Challenge 1
Quote the account of the fall on the quayside in full, word for word.

Source document
It was a beautiful evening for a walk. A walk along the quayside. Plenty of other pedestrians enjoying the still warm evening air, the bars that line the historic cobbled riverside busy with noise and activity. We hadn’t reached that stage of the evening. We had not yet sat beside the smooth waters of the river and ordered drinks as we talked and watched. We had not reached that favoured bar. In fact, it was the bar that we had first met in some fifteen months ago and now here we are over a year later and the throes of the despicable devaluation surging around you, although you have yet to understand what it signifies. This evening though is meant to be some respite from the machinations and manipulations, a return to the golden period, so long as you behave and comply.
I watch you stumble on the cobbles. Your choice of heels (my choice of heels as I directed earlier what you should wear) is elegant and fashionable but ill-suited for venturing across this section of the quayside. I of course suggested that we should take a taxi to the bar direct (at least this is what I will say during the post mortem which will invariably arise) and then walk a different way, but you wanted to promenade along this particular section and look what has happened.
I watch you stumble, ankle twisting as the sharp stiletto heel slides, like a young fawn’s spindly leg on the smooth stone, polished like ice by the passage of so many booted feet. Your left leg shoots out as down you go, unable to maintain your balance. I have not reacted quick enough to grab hold of you as you stumble despite being stood close to you. I was distracted by somebody passing who happened to smile at me and furnish me with a dollop of fuel. I will, as I so often do, revise history to explain I was further away than you thought and therefore unable to prevent your ungracious fall.
I watch you stumble as your right knee strikes the cobble and you give a sudden cry of pain. The twist of your ankle and the laceration of your knee both causing you hurt. I stare at your features, twisted in pain, mouth open and eyes starting to well with tears no doubt driven by a combination of injury and embarrassment. I feel the first surge. It leaps inside of me as the contempt soars. Look at you, useless and pathetic, slipping over the cobbles in those stupid heels, a testament to your vanity. Why am I with someone this clumsy? But is not these thoughts alone which drive this contempt. No, it is the fact that the emotion which is now etched across your face, the twisted pain, has been caused by something other than me. Such wasted emotion. The watering eyes, the cry, the anguished features. Ordinarily I would be the catalyst for this but I am not and this irritates me. You are so pointless you cannot even get upset in the right way.

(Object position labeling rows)
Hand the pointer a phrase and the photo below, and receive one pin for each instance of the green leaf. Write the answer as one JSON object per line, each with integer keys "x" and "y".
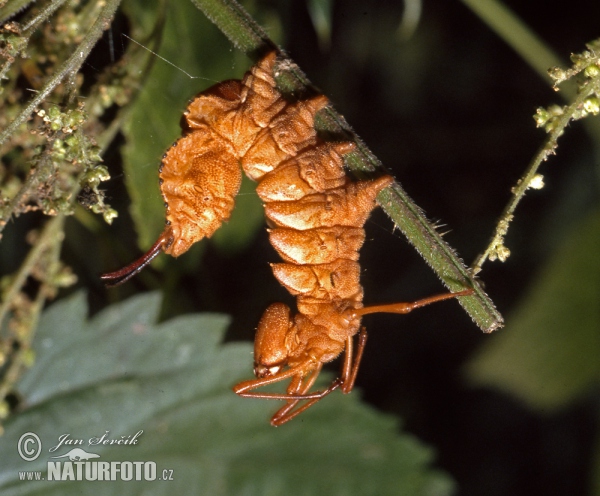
{"x": 195, "y": 46}
{"x": 549, "y": 353}
{"x": 121, "y": 372}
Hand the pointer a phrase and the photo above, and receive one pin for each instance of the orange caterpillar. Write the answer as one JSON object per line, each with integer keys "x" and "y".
{"x": 316, "y": 214}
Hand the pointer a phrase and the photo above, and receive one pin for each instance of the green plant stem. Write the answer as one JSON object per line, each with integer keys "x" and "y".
{"x": 50, "y": 240}
{"x": 244, "y": 33}
{"x": 11, "y": 8}
{"x": 71, "y": 65}
{"x": 516, "y": 34}
{"x": 42, "y": 16}
{"x": 524, "y": 182}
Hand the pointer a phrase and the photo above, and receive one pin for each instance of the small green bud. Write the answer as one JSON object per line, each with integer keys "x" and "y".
{"x": 109, "y": 215}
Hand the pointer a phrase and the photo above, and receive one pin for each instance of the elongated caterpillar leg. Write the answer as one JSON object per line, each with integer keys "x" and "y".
{"x": 112, "y": 279}
{"x": 404, "y": 307}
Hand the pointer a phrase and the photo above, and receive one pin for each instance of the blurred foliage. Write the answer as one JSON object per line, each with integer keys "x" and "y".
{"x": 121, "y": 372}
{"x": 448, "y": 110}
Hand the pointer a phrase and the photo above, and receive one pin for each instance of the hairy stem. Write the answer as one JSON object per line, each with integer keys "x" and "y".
{"x": 244, "y": 33}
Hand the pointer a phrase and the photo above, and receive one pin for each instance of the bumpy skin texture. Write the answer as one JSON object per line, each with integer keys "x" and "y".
{"x": 315, "y": 212}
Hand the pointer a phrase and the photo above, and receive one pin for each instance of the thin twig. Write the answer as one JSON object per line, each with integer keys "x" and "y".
{"x": 72, "y": 64}
{"x": 496, "y": 245}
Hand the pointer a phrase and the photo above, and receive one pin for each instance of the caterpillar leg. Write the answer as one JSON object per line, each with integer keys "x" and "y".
{"x": 404, "y": 307}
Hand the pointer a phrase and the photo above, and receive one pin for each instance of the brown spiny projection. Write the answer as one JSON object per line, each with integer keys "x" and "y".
{"x": 316, "y": 214}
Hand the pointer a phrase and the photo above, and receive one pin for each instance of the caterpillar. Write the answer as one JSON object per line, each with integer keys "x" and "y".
{"x": 315, "y": 213}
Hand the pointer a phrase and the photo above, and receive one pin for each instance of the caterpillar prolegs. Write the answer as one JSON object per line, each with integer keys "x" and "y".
{"x": 316, "y": 216}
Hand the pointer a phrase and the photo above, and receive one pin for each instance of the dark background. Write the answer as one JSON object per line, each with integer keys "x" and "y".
{"x": 449, "y": 113}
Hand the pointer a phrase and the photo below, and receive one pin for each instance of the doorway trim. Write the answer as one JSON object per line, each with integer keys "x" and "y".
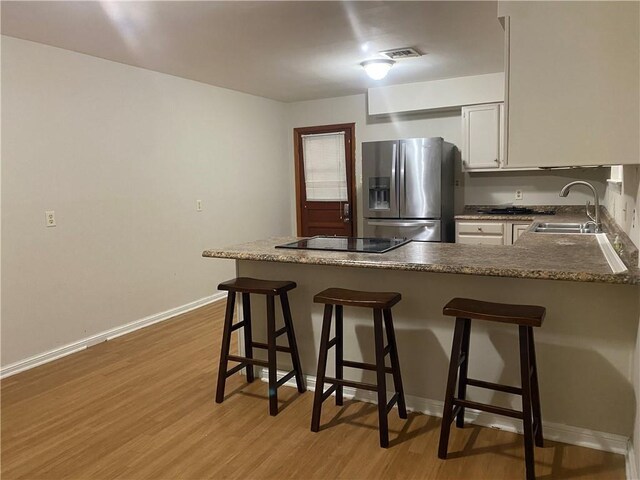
{"x": 349, "y": 129}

Challenge 2
Reproduce the rows beginning with the line containing "of the doorway" and continuing through the end of the rows, replacing "pointer" with "locator" and leaving everything else unchanged. Omit the pictures from the answer.

Final result 1
It was a beautiful evening for a walk. A walk along the quayside. Plenty of other pedestrians enjoying the still warm evening air, the bars that line the historic cobbled riverside busy with noise and activity. We hadn’t reached that stage of the evening. We had not yet sat beside the smooth waters of the river and ordered drinks as we talked and watched. We had not reached that favoured bar. In fact, it was the bar that we had first met in some fifteen months ago and now here we are over a year later and the throes of the despicable devaluation surging around you, although you have yet to understand what it signifies. This evening though is meant to be some respite from the machinations and manipulations, a return to the golden period, so long as you behave and comply.
I watch you stumble on the cobbles. Your choice of heels (my choice of heels as I directed earlier what you should wear) is elegant and fashionable but ill-suited for venturing across this section of the quayside. I of course suggested that we should take a taxi to the bar direct (at least this is what I will say during the post mortem which will invariably arise) and then walk a different way, but you wanted to promenade along this particular section and look what has happened.
I watch you stumble, ankle twisting as the sharp stiletto heel slides, like a young fawn’s spindly leg on the smooth stone, polished like ice by the passage of so many booted feet. Your left leg shoots out as down you go, unable to maintain your balance. I have not reacted quick enough to grab hold of you as you stumble despite being stood close to you. I was distracted by somebody passing who happened to smile at me and furnish me with a dollop of fuel. I will, as I so often do, revise history to explain I was further away than you thought and therefore unable to prevent your ungracious fall.
I watch you stumble as your right knee strikes the cobble and you give a sudden cry of pain. The twist of your ankle and the laceration of your knee both causing you hurt. I stare at your features, twisted in pain, mouth open and eyes starting to well with tears no doubt driven by a combination of injury and embarrassment. I feel the first surge. It leaps inside of me as the contempt soars. Look at you, useless and pathetic, slipping over the cobbles in those stupid heels, a testament to your vanity. Why am I with someone this clumsy? But is not these thoughts alone which drive this contempt. No, it is the fact that the emotion which is now etched across your face, the twisted pain, has been caused by something other than me. Such wasted emotion. The watering eyes, the cry, the anguished features. Ordinarily I would be the catalyst for this but I am not and this irritates me. You are so pointless you cannot even get upset in the right way.

Final result 2
Hand the locator a phrase and the photo below, and receive one pin for each instance of the doorway trim. Write the answer as one JSON object per line, each with integer keys "x" and "y".
{"x": 349, "y": 129}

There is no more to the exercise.